--- PROBLEM TO SOLVE ---
In the entries below, find the line containing "positive clicks: (134, 233)" and the line containing "103L2 100L0 117L11". Copy those two lines and everything between them exactly, and only that.
[Start of Attachment]
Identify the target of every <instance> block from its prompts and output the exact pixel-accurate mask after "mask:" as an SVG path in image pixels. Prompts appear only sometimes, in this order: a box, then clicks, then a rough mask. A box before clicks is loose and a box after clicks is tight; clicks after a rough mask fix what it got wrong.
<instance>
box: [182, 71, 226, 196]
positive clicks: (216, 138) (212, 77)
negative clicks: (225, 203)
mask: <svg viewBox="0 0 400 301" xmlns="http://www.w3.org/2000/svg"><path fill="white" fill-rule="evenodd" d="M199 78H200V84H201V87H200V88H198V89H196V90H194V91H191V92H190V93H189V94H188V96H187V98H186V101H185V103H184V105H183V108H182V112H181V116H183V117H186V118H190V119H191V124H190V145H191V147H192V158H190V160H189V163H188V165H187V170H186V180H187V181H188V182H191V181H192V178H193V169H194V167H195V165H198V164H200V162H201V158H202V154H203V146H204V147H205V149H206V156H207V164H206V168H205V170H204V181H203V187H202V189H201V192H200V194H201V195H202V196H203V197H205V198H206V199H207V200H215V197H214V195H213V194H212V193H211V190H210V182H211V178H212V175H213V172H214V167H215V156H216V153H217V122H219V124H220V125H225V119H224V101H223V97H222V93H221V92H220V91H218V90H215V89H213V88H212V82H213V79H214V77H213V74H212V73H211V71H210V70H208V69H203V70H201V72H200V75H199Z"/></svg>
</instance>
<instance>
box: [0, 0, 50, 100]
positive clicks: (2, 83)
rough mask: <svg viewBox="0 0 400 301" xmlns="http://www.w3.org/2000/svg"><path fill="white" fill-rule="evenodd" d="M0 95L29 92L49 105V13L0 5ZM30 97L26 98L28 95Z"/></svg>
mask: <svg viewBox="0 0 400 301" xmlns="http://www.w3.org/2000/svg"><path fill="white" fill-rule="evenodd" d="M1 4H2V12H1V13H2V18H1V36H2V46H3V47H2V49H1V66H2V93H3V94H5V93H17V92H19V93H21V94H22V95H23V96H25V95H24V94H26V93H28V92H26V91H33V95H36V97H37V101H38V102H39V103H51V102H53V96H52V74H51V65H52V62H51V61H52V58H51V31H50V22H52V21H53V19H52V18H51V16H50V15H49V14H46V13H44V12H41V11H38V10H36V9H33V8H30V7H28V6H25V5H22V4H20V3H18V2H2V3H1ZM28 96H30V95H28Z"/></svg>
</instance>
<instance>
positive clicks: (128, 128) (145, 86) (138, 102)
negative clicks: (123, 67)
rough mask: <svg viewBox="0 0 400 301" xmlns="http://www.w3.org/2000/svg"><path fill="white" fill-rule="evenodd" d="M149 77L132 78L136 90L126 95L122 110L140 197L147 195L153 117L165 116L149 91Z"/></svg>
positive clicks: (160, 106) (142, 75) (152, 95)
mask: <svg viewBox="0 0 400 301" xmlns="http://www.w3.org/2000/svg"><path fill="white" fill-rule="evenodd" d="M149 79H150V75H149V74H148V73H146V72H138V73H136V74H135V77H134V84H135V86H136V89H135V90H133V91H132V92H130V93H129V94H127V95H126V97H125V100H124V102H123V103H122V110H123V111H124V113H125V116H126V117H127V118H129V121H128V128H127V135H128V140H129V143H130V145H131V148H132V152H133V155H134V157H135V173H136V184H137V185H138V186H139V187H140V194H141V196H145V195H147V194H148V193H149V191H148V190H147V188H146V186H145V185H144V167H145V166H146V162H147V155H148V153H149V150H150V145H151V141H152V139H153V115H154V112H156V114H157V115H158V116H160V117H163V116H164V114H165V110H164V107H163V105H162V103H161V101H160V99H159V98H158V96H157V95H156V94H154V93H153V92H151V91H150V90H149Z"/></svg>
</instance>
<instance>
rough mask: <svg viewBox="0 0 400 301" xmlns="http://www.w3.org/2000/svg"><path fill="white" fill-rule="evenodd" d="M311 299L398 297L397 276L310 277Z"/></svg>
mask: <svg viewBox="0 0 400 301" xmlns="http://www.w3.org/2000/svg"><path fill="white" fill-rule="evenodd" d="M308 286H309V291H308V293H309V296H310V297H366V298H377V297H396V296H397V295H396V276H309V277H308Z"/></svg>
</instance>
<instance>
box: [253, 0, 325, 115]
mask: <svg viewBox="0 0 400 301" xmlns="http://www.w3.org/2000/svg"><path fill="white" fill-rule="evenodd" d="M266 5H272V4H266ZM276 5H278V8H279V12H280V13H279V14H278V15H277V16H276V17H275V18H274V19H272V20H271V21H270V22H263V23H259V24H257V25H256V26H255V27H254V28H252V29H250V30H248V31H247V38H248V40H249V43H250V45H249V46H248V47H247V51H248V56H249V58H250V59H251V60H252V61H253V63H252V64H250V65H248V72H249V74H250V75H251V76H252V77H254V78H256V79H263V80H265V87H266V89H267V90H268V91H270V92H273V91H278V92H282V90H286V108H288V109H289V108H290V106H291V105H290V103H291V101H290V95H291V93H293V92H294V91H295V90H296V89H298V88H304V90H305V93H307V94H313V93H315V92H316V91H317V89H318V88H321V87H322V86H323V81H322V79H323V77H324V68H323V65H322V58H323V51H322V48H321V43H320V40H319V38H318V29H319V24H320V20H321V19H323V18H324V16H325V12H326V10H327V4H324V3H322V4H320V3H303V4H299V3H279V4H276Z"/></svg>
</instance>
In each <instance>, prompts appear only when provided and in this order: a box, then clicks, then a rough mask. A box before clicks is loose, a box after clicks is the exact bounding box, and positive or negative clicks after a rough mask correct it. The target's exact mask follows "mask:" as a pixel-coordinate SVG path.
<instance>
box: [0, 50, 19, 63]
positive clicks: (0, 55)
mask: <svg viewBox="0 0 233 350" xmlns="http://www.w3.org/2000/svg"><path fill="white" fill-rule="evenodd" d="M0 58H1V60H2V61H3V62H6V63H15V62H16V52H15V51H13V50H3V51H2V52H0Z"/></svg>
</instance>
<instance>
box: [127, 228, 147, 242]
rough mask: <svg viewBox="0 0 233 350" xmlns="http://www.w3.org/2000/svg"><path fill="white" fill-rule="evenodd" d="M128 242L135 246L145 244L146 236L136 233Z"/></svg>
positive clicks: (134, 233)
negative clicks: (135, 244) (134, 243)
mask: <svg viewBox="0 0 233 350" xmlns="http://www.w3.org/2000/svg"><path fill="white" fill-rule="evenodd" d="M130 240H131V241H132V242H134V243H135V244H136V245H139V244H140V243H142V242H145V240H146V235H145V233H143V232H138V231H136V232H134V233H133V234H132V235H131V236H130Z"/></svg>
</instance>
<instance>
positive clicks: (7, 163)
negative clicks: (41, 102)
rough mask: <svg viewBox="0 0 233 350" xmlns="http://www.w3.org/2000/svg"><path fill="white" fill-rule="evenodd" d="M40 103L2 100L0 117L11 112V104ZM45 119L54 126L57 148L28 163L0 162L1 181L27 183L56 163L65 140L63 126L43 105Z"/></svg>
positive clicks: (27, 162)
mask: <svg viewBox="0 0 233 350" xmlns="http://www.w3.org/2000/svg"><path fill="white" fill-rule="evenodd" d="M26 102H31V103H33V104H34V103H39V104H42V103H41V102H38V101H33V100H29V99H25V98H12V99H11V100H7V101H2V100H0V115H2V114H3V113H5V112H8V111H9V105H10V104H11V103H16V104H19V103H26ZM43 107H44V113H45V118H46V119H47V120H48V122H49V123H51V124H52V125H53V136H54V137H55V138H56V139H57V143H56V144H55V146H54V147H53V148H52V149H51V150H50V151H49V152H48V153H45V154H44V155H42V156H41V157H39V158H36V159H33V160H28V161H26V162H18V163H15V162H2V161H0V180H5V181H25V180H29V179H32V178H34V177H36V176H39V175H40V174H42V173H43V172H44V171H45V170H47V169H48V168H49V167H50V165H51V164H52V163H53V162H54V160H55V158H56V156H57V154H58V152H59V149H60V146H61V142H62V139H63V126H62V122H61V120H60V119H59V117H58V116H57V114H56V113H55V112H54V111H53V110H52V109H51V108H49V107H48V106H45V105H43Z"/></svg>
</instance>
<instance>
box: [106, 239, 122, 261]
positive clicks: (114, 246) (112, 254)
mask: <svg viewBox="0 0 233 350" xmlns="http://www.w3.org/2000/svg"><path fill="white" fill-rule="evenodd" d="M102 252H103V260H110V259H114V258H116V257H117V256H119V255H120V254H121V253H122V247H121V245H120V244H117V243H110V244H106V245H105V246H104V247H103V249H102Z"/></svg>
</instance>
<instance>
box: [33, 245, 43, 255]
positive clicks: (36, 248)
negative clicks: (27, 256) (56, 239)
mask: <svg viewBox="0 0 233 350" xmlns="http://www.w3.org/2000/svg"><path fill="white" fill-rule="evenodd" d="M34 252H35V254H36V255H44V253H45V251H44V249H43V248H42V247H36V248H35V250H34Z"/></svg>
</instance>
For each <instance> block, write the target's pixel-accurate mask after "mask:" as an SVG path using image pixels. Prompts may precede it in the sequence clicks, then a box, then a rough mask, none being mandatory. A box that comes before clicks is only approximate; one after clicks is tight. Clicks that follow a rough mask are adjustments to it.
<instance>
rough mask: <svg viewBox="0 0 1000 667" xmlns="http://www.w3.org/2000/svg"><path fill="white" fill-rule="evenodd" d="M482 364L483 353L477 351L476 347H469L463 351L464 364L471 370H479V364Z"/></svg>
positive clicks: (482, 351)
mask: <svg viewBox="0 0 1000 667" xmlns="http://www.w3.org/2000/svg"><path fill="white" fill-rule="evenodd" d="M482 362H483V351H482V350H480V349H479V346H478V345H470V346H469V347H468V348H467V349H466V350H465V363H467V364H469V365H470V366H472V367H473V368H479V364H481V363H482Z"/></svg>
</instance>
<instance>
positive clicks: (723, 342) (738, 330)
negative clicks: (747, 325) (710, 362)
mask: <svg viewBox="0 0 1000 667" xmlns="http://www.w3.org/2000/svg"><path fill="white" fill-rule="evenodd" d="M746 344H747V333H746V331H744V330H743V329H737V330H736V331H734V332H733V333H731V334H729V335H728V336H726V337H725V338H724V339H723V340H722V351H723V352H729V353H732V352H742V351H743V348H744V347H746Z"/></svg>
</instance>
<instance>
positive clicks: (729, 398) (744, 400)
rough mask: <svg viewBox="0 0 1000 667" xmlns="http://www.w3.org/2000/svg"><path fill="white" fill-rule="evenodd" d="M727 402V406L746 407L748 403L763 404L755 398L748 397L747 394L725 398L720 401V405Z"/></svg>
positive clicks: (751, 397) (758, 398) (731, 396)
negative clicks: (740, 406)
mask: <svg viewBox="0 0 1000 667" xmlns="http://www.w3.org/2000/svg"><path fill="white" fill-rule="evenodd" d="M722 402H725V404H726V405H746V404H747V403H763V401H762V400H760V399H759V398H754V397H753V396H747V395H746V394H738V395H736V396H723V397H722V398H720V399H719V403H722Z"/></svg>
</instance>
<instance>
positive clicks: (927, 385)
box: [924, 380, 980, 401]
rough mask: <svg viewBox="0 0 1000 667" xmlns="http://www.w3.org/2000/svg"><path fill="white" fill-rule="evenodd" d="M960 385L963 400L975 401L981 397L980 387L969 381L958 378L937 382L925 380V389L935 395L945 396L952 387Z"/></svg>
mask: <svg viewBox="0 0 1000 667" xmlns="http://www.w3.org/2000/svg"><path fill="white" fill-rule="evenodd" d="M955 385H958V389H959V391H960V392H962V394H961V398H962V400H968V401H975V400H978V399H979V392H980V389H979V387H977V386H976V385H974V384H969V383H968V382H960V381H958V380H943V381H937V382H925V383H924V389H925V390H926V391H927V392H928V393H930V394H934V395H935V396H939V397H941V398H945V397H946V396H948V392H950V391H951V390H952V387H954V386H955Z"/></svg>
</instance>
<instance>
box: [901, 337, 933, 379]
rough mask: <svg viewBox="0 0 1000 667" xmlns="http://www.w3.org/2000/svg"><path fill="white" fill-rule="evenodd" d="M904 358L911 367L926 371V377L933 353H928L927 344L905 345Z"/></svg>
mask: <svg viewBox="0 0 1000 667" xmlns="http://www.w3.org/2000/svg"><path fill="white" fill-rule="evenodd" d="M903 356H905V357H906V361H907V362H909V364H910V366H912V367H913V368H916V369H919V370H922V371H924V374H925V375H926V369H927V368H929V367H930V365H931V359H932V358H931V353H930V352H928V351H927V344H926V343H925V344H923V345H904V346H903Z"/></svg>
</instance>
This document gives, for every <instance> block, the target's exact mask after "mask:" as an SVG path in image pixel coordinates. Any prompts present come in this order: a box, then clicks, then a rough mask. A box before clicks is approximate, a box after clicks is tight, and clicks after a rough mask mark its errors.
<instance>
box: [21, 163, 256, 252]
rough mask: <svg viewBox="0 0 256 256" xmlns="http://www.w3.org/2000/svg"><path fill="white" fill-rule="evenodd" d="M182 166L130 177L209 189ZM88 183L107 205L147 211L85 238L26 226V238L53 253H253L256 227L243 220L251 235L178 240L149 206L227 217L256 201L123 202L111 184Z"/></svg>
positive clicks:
[End of Attachment]
--- SOLUTION TO THIS EXERCISE ---
positive clicks: (134, 233)
negative clicks: (135, 244) (134, 243)
mask: <svg viewBox="0 0 233 350" xmlns="http://www.w3.org/2000/svg"><path fill="white" fill-rule="evenodd" d="M130 240H131V241H132V242H134V243H135V244H136V245H139V244H140V243H142V242H145V240H146V235H145V233H143V232H138V231H136V232H134V233H133V234H132V235H131V236H130Z"/></svg>
</instance>
<instance>
positive clicks: (7, 163)
negative clicks: (41, 102)
rough mask: <svg viewBox="0 0 233 350" xmlns="http://www.w3.org/2000/svg"><path fill="white" fill-rule="evenodd" d="M40 103L2 100L0 117L11 112V104ZM45 119L54 126L57 148L28 163L0 162L1 181L27 183L56 163L65 140L63 126L43 105Z"/></svg>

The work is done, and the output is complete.